▸ Passage shown
'''
The Plymouth sedan rolled to a stop in the parking lot of our little house of worship. The left door opened and a metallic glitter caught my eye as the driver began the process of exiting her car. It was a process. She swiveled slowly so both her legs, framed in stainless steel braces, dangled to the outside.
What caught my eye next was her face. Angelic? The adjective wasn’t in my word-store then but, yes. A quality beamed from the young woman’s face. Almost like a glow. Opaline’s smile overtook me. It has never left.
Falling in love with Opaline was more enchantment than romance. An unlikely combination of hardware and disposition fueled the attraction. Full limb braces on both legs combined with her smile. My meeting her at roughly age five spawned a long journey of regard. And affection. How can full-length leg braces and this kind of smile converge? My gaze dropped. I surveyed my malformed shoe fashioned so by pressure from an equally malformed foot. I smiled just as the reason for the smile caught up with the action itself. I shared a common affliction. . with an angel!
What could a flooded pasture and a paralyzing disease have in common? Perhaps nothing.
My father, Clyde Lout, was a living testament to a rural adage. Dust bowl issues succeeded in taking the boy out of the country and on to California urban centers. Nothing prevailed however at taking the country out of the boy. Oklahoma soil, long recovered from the droughts of the 1930’s, beckoned.
'''
▸ Tasks for this exercise
1. Decide whether each statement agrees with the passage about Opaline, answering yes or no and quoting the deciding words: (a) the driver arrived in a Plymouth sedan; (b) the narrator first met Opaline at roughly age ten; (c) the narrator's father was named Clyde Lout.
2. Print the words of the passage about Opaline, starting with "What caught my" and going on through "common? Perhaps nothing.".
The listing comes from a separate source and is unrelated to the passage about Opaline.

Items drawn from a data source
'''
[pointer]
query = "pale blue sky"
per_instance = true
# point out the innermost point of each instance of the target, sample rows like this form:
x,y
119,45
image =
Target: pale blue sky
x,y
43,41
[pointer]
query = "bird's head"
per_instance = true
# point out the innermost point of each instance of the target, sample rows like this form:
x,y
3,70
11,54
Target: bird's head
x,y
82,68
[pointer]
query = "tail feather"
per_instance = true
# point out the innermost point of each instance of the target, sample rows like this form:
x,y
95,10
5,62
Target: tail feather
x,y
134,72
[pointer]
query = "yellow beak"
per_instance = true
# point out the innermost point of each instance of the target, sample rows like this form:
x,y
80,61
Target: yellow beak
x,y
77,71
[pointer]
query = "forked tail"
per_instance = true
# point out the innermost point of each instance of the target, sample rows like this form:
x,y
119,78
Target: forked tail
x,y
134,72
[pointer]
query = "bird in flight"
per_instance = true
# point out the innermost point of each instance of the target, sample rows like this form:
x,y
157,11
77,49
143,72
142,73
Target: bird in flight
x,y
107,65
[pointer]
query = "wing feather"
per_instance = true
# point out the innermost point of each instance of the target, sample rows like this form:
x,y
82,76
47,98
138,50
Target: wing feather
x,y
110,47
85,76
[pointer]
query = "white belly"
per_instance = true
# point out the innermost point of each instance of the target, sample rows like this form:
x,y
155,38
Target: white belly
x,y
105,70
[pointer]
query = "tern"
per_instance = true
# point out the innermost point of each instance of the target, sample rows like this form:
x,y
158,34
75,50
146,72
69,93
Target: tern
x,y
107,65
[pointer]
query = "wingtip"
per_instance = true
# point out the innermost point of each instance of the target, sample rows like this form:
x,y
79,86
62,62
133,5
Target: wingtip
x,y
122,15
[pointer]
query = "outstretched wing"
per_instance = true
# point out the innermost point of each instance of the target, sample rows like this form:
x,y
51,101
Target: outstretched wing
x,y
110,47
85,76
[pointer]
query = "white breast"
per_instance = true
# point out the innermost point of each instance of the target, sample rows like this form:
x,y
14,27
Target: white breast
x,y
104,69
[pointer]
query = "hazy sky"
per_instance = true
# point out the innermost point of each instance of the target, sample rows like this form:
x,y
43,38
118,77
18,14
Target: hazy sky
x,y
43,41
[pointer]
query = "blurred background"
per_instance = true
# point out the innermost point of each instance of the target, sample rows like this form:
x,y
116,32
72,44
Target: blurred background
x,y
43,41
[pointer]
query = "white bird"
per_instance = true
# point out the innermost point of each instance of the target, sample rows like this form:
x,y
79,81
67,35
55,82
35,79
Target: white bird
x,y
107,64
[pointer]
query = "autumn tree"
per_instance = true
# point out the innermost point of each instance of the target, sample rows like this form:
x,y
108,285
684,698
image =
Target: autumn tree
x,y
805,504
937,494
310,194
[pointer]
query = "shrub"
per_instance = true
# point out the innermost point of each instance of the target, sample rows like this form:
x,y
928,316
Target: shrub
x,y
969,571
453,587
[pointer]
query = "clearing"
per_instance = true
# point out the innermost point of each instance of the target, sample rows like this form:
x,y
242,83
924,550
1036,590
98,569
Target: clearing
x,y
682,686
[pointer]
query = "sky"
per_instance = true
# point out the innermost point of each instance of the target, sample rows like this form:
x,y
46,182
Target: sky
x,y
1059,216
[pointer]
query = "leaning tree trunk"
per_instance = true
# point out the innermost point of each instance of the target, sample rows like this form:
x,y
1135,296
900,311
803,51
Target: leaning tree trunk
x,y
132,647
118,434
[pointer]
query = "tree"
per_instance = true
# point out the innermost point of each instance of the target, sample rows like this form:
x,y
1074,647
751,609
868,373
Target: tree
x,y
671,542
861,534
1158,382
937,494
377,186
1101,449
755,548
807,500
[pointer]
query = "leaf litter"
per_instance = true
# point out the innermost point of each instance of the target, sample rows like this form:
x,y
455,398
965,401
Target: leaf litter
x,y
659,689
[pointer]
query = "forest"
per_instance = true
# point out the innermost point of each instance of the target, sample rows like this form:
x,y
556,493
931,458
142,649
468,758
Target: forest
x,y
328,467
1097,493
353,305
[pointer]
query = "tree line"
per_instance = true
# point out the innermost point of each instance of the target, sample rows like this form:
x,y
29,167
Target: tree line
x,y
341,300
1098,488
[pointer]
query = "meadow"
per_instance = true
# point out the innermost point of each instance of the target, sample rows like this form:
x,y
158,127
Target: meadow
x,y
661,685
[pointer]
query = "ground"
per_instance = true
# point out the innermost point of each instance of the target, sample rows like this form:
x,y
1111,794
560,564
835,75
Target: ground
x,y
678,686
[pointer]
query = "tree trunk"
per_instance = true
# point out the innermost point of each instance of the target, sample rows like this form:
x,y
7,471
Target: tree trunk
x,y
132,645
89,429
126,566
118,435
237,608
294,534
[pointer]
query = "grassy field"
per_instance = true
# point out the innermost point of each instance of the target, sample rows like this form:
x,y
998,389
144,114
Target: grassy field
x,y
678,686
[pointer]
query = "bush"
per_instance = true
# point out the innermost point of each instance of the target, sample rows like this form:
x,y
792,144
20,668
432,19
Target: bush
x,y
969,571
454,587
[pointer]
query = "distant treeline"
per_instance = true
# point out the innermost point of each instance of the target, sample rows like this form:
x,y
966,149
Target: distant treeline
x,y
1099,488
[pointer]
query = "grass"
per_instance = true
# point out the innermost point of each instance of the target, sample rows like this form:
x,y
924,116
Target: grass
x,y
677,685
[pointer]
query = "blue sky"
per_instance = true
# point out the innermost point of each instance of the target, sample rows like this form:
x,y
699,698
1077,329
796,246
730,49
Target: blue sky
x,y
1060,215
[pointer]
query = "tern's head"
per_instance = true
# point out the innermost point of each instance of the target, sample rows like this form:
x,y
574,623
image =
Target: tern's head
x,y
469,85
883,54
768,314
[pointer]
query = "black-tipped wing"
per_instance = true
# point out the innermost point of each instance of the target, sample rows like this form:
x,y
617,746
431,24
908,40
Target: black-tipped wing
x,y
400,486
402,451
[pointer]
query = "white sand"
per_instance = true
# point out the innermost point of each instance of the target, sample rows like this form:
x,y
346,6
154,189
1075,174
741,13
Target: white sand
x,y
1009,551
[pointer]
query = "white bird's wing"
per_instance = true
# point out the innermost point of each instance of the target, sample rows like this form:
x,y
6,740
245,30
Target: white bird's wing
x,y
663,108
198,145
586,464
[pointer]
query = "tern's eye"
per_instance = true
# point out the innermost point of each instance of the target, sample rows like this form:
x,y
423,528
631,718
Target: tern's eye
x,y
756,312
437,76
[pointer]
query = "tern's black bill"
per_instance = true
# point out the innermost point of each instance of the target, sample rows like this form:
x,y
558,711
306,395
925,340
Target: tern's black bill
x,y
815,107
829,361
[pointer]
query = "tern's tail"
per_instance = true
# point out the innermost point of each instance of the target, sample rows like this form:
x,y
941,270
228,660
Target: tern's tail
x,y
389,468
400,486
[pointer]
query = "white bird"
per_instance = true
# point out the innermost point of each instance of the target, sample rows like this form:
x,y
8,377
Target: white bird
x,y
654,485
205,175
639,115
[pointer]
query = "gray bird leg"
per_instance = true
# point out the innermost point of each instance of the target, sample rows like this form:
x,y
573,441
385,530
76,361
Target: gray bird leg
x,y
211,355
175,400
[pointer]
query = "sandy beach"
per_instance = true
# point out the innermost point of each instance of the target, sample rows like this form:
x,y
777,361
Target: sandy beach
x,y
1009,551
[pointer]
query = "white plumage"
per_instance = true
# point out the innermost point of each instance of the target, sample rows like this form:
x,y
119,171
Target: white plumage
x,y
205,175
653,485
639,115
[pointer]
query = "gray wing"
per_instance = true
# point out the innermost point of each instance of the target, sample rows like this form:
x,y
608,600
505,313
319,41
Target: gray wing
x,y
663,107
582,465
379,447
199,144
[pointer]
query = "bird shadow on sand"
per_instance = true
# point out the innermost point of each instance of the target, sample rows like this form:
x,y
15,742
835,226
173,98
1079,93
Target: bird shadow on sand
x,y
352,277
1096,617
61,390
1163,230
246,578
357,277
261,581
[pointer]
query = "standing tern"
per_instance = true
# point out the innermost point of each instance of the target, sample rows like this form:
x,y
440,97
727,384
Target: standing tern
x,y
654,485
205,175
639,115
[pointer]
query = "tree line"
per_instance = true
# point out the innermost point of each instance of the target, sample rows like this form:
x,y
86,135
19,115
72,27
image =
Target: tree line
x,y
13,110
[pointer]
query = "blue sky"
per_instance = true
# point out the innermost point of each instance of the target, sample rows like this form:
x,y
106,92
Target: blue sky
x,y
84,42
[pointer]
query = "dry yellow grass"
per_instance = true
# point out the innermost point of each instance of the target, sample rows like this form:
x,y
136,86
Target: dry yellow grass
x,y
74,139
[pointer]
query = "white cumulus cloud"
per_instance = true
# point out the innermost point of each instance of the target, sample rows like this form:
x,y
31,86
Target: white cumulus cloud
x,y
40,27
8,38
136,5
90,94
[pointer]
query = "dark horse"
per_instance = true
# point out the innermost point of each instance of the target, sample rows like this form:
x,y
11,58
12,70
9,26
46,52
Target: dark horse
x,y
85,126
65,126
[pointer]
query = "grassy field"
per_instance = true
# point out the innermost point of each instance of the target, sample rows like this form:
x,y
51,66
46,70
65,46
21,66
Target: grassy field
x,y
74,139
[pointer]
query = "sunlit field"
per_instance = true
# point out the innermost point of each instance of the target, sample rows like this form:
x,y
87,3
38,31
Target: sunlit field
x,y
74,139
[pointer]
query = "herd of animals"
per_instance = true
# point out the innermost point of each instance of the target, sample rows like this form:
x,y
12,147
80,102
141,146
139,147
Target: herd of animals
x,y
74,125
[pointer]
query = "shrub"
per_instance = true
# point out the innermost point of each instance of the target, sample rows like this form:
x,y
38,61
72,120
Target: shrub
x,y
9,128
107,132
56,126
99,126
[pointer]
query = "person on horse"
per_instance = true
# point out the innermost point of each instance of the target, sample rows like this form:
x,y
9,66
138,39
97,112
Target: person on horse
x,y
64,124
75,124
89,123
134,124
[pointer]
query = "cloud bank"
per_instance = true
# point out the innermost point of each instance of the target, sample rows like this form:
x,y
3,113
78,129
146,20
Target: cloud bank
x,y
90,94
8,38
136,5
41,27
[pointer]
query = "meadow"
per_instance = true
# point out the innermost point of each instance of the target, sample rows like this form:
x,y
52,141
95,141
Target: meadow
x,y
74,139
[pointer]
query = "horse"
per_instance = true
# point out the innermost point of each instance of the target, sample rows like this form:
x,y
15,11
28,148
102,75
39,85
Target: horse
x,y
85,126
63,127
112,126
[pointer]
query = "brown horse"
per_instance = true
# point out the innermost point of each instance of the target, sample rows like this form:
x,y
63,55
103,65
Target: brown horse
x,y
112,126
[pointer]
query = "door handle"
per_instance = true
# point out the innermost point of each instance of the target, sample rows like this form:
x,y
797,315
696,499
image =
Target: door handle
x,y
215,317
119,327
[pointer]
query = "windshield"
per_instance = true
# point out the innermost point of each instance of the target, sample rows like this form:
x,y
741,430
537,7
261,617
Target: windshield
'''
▸ Answers to the problems
1.
(a) Yes: "The Plymouth sedan rolled to a stop in the parking lot of our little house of worship."
(b) No: "My meeting her at roughly age five spawned a long journey of regard."
(c) Yes: "My father, Clyde Lout, was a living testament to a rural adage."

2.
What caught my eye next was her face. Angelic? The adjective wasn’t in my word-store then but, yes. A quality beamed from the young woman’s face. Almost like a glow. Opaline’s smile overtook me. It has never left.
Falling in love with Opaline was more enchantment than romance. An unlikely combination of hardware and disposition fueled the attraction. Full limb braces on both legs combined with her smile. My meeting her at roughly age five spawned a long journey of regard. And affection. How can full-length leg braces and this kind of smile converge? My gaze dropped. I surveyed my malformed shoe fashioned so by pressure from an equally malformed foot. I smiled just as the reason for the smile caught up with the action itself. I shared a common affliction. . with an angel!
What could a flooded pasture and a paralyzing disease have in common? Perhaps nothing.